> _WHAT YOU NEED TO DO_:
A. Reproduce everything in the tutorial on cleaning capital projects data from "Next, you'll clean" down to "to the canvas.".
B. Take the tutorial on cleaning capital projects data further, starting right after its last sentence.

> _DOCUMENT SEGMENT_:
· · · · ·

In this module, you added two public polygon layers with attribution that you wanted to add to the capital projects dataset. One dataset is a GeoJSON from the NYC OpenData site, and the other is a feature layer from ArcGIS Online. Then, you projected both datasets and spatially joined them to the capital projects dataset.


Clean the data

After adding data and spatially joining it, you have all the attributes that were requested by the stakeholders in various departments. However, there are many other fields that are unnecessary and make the attribute table difficult to navigate. Additionally, some of the requested fields have names that are difficult to interpret.

Next, you'll clean up the attributes before the results are written to an output dataset.

Select fields

First, you'll select only the fields of interest to your stakeholders. This includes several fields from the capital projects dataset, the Time_Elapsed field you calculated, the ntaname field, and the COMMDIST field.

  1. On the Editor toolbar, click Tools. In the Tools pane, under Clean, click Select fields.

    The Select fields element is added to the canvas.

  2. Move the Select fields element to the right of the second Join element.

    Select fields element

    Next, you'll connect the Join and Select field elements.

  3. Click and drag from the Join element's output port to the Select fields element's input port.

    Connected Join and Select field elements

    Next, you'll choose which fields you want the output dataset to contain.

  4. In the Select fields pane, under Fields, click Field.

    Fields parameter

    The Select fields window appears. You'll choose the fields that are of interest to your stakeholders. You'll also choose the GEOMETRY field. This field is necessary for you to be able to display your output dataset as points. Otherwise, the output would be a nonspatial feature layer or hosted table.

  5. In the Select fields window, select the following fields:
    • fmsid
    • currentphase
    • GEOMETRY
    • Elapsed_Time
    • ntaname
    • COMMDIST

    Select fields window

  6. Click Done.
  7. In the Select fields pane, click Preview.

    The preview window appears.

    Table preview with only the selected fields

    Instead of having an overwhelming number of fields, your output dataset will only contain these six fields that were requested by the stakeholders.

· · · · ·

> _LISTED RECORDS_:
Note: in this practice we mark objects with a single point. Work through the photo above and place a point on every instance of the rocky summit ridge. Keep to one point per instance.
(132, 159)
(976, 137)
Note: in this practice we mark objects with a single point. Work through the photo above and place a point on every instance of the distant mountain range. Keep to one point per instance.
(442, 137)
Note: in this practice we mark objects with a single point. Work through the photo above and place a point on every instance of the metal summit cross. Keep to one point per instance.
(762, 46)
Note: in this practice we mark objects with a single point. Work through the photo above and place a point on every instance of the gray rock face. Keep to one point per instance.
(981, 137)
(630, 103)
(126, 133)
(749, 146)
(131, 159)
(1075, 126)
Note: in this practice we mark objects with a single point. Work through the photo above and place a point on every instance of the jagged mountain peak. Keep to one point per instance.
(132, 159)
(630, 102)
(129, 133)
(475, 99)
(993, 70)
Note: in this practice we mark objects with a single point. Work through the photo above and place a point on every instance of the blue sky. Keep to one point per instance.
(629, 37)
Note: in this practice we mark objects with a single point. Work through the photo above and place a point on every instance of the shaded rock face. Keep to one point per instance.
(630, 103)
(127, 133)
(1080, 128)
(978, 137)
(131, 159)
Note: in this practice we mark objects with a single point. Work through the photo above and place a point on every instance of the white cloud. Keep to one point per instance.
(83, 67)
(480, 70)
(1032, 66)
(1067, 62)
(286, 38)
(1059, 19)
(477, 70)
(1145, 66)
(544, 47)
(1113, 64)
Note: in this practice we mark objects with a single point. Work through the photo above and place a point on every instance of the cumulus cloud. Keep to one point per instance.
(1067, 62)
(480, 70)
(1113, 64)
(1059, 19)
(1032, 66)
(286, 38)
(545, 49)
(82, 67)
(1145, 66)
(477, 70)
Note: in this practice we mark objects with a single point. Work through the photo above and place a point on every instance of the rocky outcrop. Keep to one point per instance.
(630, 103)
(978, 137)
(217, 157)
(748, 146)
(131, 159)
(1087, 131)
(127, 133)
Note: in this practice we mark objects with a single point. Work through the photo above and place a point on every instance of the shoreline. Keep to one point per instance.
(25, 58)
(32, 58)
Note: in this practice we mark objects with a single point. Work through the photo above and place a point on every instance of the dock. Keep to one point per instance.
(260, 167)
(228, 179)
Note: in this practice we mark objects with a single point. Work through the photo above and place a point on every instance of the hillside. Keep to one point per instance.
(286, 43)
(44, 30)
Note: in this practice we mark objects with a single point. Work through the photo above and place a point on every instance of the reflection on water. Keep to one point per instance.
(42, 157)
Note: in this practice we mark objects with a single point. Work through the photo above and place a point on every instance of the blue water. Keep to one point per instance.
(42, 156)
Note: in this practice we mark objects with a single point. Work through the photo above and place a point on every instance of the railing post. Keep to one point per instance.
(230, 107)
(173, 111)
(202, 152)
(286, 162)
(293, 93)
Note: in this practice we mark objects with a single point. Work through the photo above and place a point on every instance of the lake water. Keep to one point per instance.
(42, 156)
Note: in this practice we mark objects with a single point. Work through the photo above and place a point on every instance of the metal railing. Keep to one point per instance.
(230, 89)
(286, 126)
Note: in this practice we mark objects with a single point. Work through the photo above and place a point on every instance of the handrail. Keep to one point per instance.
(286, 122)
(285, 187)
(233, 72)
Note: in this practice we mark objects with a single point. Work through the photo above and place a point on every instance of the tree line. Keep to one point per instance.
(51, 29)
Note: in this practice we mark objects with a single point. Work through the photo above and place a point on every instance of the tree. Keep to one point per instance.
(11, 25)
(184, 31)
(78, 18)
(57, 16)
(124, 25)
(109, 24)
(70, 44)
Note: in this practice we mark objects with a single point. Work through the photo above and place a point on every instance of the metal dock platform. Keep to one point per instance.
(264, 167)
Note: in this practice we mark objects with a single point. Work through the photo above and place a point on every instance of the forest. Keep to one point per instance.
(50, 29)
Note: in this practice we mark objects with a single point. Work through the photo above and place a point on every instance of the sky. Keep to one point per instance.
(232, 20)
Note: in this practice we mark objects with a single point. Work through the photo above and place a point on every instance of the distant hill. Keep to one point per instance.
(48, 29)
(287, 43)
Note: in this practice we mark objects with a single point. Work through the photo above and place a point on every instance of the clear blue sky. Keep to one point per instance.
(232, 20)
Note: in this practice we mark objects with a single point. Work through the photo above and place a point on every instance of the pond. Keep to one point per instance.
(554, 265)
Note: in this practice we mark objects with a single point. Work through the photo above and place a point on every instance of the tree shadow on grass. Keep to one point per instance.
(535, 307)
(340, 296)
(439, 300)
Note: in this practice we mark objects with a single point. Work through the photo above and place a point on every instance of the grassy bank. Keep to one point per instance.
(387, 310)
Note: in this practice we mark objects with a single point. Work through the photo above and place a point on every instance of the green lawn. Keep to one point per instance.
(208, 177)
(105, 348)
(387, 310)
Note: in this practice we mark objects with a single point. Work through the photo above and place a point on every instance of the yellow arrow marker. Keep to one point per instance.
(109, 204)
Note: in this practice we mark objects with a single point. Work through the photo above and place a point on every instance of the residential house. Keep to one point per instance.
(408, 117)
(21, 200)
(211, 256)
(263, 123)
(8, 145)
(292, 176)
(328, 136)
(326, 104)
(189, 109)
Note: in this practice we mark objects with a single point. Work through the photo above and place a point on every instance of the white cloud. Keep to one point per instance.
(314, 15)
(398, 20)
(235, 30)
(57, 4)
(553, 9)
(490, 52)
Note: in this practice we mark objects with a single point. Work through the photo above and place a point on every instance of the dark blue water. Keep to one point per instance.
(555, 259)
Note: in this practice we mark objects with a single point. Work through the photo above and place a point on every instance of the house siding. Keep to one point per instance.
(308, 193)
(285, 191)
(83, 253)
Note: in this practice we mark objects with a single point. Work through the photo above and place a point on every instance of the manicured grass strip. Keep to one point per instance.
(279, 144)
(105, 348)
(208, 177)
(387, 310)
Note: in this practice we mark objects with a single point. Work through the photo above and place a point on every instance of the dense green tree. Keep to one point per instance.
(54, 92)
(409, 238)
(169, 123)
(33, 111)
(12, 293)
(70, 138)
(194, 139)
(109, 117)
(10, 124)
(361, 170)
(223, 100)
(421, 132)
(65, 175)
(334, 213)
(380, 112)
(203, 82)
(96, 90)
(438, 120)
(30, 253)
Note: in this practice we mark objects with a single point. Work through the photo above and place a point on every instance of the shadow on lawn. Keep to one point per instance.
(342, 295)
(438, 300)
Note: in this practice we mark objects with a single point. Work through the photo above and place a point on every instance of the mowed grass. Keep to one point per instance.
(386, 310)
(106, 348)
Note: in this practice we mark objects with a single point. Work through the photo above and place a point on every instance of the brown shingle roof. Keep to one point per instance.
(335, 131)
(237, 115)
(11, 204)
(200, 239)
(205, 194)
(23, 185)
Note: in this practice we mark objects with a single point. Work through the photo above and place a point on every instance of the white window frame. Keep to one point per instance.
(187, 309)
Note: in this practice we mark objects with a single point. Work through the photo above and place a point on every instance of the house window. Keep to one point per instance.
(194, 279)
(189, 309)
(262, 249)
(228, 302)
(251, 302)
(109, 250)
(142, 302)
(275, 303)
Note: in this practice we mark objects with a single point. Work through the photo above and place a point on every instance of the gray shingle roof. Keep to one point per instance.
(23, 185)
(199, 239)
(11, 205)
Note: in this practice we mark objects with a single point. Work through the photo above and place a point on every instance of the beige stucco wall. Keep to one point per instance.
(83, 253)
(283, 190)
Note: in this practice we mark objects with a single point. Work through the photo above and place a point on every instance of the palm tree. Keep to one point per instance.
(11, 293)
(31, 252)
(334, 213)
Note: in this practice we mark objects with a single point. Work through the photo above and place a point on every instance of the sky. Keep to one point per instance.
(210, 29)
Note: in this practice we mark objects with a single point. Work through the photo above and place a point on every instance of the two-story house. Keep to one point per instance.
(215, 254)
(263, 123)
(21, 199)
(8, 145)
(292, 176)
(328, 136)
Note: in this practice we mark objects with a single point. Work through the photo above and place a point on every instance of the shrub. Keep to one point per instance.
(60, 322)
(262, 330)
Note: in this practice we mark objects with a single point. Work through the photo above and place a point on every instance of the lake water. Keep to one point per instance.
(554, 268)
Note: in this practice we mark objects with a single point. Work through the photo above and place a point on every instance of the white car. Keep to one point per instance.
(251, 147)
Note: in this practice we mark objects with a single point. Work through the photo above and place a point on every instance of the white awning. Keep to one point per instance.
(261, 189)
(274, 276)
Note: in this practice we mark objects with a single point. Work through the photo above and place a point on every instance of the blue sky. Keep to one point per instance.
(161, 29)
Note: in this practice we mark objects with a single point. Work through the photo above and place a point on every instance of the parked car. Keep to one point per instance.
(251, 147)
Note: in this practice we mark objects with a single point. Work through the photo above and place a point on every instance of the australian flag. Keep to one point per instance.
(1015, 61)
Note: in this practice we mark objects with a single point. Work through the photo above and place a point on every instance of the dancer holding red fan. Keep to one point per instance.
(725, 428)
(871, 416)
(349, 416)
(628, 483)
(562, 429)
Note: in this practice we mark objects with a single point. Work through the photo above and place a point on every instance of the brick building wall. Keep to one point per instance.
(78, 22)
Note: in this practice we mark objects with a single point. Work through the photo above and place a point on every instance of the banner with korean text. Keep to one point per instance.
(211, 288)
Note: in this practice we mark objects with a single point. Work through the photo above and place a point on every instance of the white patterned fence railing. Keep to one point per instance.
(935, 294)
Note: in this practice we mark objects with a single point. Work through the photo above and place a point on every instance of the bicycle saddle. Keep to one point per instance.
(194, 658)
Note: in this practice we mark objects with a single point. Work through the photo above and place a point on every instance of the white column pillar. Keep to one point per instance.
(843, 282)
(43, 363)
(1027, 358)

· · · · ·

> _TASK RESULTS_:
A.
Next, you'll clean up the attributes before the results are written to an output dataset.

Select fields

First, you'll select only the fields of interest to your stakeholders. This includes several fields from the capital projects dataset, the Time_Elapsed field you calculated, the ntaname field, and the COMMDIST field.

  1. On the Editor toolbar, click Tools. In the Tools pane, under Clean, click Select fields.

    The Select fields element is added to the canvas.

B.
  8. Click the Map preview button.

    Map of the capital project points

    Since you included the GEOMETRY field in the selected fields, a map of the capital project points is visible.

  9. Close the preview window.

Update fields

Now that you have the fields of interest for your stakeholders, you’ll change some of their names to make them more readable.

  1. On the Editor toolbar, click Tools. In the Tools pane, under Clean, click Update fields.

    The Update fields element is added to the canvas.

  2. Move the Update fields element to the right of the Select fields element.

    Select fields element

    Next, you'll connect the Select field and Update field elements.

  3. Click and drag from the Select field element's output port to the Update fields element's input port.

    Connected Select field and Update fields elements

    Next, you'll choose which fields you want to update and configure them. When updating fields, you can update their name and field type. You'll update three of the fields' names.

    The first field you'll update is fmsid. This field originated from the Capital Project Tracker dataset and contains a project identification number.

  4. In the Update fields pane, under Updates, for Field to update, choose fmsid.

    Field to update parameter

    Next, you'll provide an updated name for this field.

  5. For New field name, type Project_ID.

    New field name parameter

    Note:

    As with the Calculate field tool, field names cannot contain special characters, such as spaces.

    The first field has been updated. You'll update two more fields, the ntaname and COMMDIST fields.

    Note:

    If you wanted to change a field's type, like string to integer, you could do that using the New field type parameter.

  6. Click Add.

    Add button

  7. For Field to update, choose ntaname. For New field name, type Neighborhood.

    Field to update and New field name parameters for the neighborhood attribute

  8. Click Add.
  9. For Field to update, choose COMMDIST. For New field name, type Community.

    Field to update and New field name parameters for the community district attribute

  10. Click Preview.

    In the table preview, the column headings have been updated. Your table's field headings are more intuitive for your stakeholders.

    Table with updated field names

  11. Close the preview window.

Create an output feature layer

Thus far, your data pipeline ingests and transforms your data. As a final step, this data will be loaded into a feature layer.

  1. On the Editor toolbar, click Outputs. In the Outputs pane, under ArcGIS, click Feature layer.

    The Feature layer element is added to the canvas.

  2. Move the Feature layer element to the right of the Update fields element.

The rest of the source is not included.